Citigroup Inc. will begin enforcing a previously-announced "no-jab, no job" policy as of Jan. 14, according to a source familiar with the matter, making it the first major Wall Street institution to implement a strict COVID-19 vaccine mandate.
The move comes as the financial industry, which has long-been keen to get back to business-as-usual, grapples with how to safely bring workers back to the office amid the spread of the highly infectious Omicron COVID variant.
While Citigroup is the first Wall Street bank to enforce a vaccine mandate, a handful of other major U.S. companies have introduced "no-jab, no-job" policies, including Google and United Airlines, with varying degrees of stringency.
Citigroup said in October it would require U.S. employees to be vaccinated against COVID-19 as a condition of their employment.

_Exercise tasks_.
• a. Decide whether each statement agrees with the article on Citigroup's vaccine mandate, answering yes or no and quoting the deciding words: (i) Citigroup will start enforcing its policy on Jan. 14; (ii) Google is among the companies with a "no-jab, no-job" policy; (iii) Citigroup first announced its vaccine requirement in December.
• b. From the article on Citigroup's vaccine mandate, reproduce the part that opens with the words containing "Citigroup Inc. will" and closes with "COVID-19 vaccine mandate.".
• c. According to the article on Citigroup's vaccine mandate, which COVID variant is spreading as the financial industry works out how to bring workers back to the office?
The data here are unrelated to the article on Citigroup's vaccine mandate.

_Excerpted records_.

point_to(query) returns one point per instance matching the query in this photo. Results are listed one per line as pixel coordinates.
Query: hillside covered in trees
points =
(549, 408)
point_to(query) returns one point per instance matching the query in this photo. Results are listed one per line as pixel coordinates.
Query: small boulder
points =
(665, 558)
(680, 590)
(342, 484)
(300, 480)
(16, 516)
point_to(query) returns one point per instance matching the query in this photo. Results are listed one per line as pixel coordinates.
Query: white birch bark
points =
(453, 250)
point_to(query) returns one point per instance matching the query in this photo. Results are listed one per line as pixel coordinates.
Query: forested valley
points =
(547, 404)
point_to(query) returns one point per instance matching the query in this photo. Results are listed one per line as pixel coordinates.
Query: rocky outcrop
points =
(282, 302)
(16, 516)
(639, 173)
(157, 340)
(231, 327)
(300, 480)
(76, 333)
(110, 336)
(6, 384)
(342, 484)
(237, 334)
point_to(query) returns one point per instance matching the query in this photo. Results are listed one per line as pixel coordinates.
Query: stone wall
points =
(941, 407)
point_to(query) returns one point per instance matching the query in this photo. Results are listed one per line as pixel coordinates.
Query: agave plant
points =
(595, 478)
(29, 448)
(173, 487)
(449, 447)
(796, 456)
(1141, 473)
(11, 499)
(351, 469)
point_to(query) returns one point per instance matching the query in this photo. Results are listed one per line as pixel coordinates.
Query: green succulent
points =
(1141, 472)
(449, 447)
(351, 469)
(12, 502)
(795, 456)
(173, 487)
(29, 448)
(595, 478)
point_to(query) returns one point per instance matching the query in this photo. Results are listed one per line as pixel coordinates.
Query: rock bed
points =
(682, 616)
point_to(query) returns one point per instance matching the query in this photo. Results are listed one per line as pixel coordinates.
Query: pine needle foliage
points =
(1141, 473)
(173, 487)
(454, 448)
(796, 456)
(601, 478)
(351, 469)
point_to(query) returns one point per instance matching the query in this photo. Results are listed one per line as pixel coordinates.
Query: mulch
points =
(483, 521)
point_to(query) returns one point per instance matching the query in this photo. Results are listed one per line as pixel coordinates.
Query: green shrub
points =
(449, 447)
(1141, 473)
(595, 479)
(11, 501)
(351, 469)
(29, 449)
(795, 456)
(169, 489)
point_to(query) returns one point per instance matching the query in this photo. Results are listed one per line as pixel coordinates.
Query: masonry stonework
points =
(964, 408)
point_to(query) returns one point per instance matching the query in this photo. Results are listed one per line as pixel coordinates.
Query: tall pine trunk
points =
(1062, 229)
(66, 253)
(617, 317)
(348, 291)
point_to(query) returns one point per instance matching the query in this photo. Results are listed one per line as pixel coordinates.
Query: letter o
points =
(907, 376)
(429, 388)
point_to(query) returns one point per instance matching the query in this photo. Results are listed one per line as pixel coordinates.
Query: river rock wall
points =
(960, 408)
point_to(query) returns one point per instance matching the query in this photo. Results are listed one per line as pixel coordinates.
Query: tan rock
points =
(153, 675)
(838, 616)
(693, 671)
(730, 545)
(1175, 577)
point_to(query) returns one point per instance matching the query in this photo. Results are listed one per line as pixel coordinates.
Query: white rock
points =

_Answers for the tasks_.
• a.
(i) Yes: "policy as of Jan. 14"
(ii) Yes: "including Google and United Airlines"
(iii) No: "Citigroup said in October"

• b.
Citigroup Inc. will begin enforcing a previously-announced "no-jab, no job" policy as of Jan. 14, according to a source familiar with the matter, making it the first major Wall Street institution to implement a strict COVID-19 vaccine mandate.

• c. The highly infectious Omicron variant.